Data shown:

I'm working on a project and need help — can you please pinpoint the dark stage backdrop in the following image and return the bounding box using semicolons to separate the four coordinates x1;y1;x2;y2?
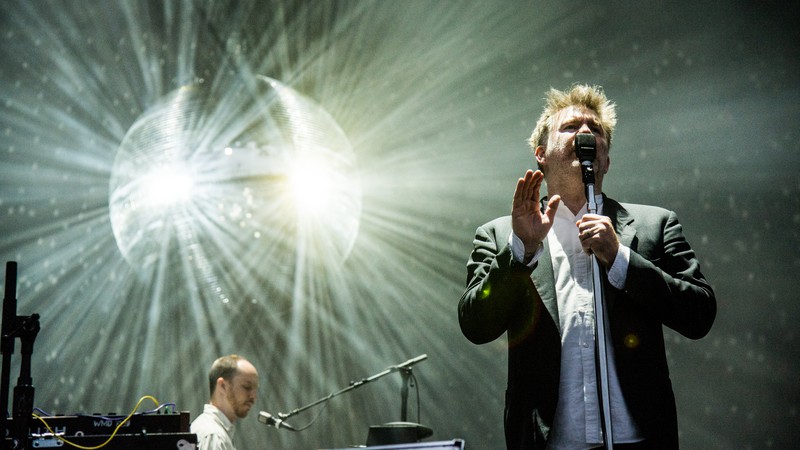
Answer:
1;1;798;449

* * *

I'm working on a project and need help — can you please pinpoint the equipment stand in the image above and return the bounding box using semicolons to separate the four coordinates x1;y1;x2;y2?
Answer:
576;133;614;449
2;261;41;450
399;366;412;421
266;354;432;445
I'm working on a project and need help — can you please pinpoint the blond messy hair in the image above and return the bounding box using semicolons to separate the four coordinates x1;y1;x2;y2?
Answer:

Your assignment:
If a line of the data contains "four", copy it out.

Problem solution:
I'm working on a project and need help — can you please pinpoint the dark stage backdrop in the following image and return the bounding box using semicolons to separate the four coordinates x1;y1;x2;y2?
I'm working on a project and need help — can you please pinpoint the equipment stand in the image above and return the bounding box using semicolons to separate the four coordinates x1;y1;x2;y2?
I'm working on a project and need help — can you please pinpoint the blond messy hair in the image above and return the bounding box using semicolons to separate the four coordinates x1;y1;x2;y2?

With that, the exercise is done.